__Text passage__

Re: Designing a format for research use of the PUA in a RTL mode (from Re: RTL PUA?)

From: Asmus Freytag <>
Date: Tue, 23 Aug 2011 11:02:31 -0700

On 8/23/2011 7:22 AM, Doug Ewell wrote:
> Of all applications, a word processor or DTP application would want to
> know more about the properties of characters than just whether they are
> RTL. Line breaking, word breaking, and case mapping come to mind.
> I would think the format used by standard UCD files, or the XML
> equivalent, would be preferable to making one up:

The right answer would follow the XML format of the UCD.

That's the only format that allows all necessary information contained
in one file, and it would leverage of any effort that users of the main
UCD have made in parsing the XML format.

__Listed records__
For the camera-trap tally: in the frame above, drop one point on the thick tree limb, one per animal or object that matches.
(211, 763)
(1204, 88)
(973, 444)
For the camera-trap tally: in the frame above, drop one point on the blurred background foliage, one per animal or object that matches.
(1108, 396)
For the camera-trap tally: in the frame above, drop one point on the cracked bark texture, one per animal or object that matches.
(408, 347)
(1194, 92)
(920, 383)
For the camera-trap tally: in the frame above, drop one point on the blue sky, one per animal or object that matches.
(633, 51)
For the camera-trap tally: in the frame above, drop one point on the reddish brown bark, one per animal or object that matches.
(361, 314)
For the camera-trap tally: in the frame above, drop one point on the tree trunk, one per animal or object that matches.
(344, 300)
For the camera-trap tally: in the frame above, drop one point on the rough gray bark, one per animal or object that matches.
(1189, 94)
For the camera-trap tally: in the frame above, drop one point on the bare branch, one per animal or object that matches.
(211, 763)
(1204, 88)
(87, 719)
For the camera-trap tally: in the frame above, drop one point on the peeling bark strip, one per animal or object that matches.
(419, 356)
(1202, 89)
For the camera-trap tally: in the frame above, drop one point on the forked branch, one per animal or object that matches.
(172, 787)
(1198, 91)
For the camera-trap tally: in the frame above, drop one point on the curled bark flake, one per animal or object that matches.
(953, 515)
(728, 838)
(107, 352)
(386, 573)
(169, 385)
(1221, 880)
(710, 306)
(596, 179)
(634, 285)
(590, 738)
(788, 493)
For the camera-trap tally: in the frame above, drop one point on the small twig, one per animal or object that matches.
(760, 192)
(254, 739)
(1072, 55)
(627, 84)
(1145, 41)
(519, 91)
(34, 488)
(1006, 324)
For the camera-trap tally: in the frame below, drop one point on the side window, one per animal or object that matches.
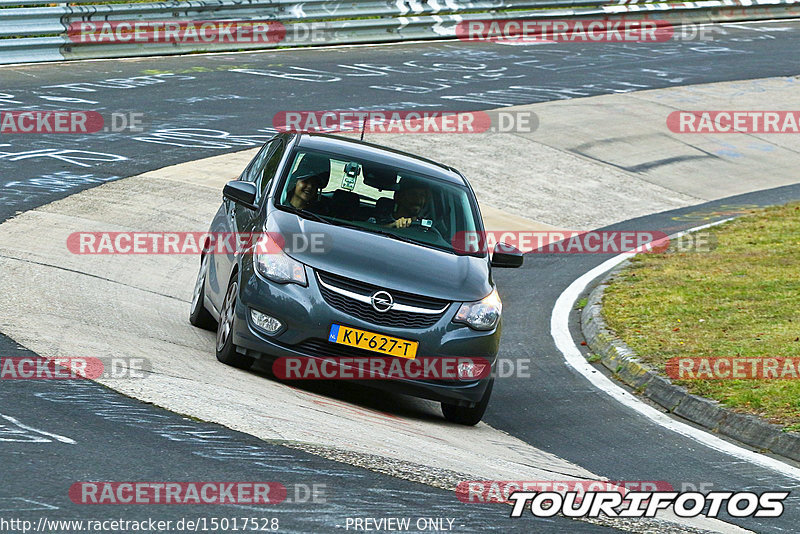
(270, 167)
(251, 172)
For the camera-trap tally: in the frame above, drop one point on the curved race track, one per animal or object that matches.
(555, 422)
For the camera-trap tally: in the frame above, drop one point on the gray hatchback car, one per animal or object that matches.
(365, 257)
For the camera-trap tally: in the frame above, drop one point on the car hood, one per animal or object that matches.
(386, 262)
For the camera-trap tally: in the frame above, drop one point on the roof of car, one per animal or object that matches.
(356, 149)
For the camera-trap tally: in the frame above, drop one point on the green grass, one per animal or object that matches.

__Tasks to carry out__
a. In the post on a PUA format for right-to-left use, which character properties are named as worth knowing beyond whether a character is right-to-left? List them all.
b. Reproduce part of the post on a PUA format for right-to-left use. Begin at the words "Re: Designing a" and stop after "come to mind.".
c. Carry on the post about a PUA format for right-to-left use, starting right after its last sentence.

__Task-by-task outputs__
a. Line breaking, word breaking, and case mapping.

b.
Re: Designing a format for research use of the PUA in a RTL mode (from Re: RTL PUA?)

From: Asmus Freytag <>
Date: Tue, 23 Aug 2011 11:02:31 -0700

On 8/23/2011 7:22 AM, Doug Ewell wrote:
> Of all applications, a word processor or DTP application would want to
> know more about the properties of characters than just whether they are
> RTL. Line breaking, word breaking, and case mapping come to mind.

c.
An XML format shold also be flexible in that you can add/remove not just
characters, but properties as needed.

The worst thing do do, other than designing something from scratch,
would be to replicate the UnicodeData.txt layout with its random, but
fixed collection of properties and insanely many semi-colons. None of
the existing UCD txt files carries all the needed data in a single file.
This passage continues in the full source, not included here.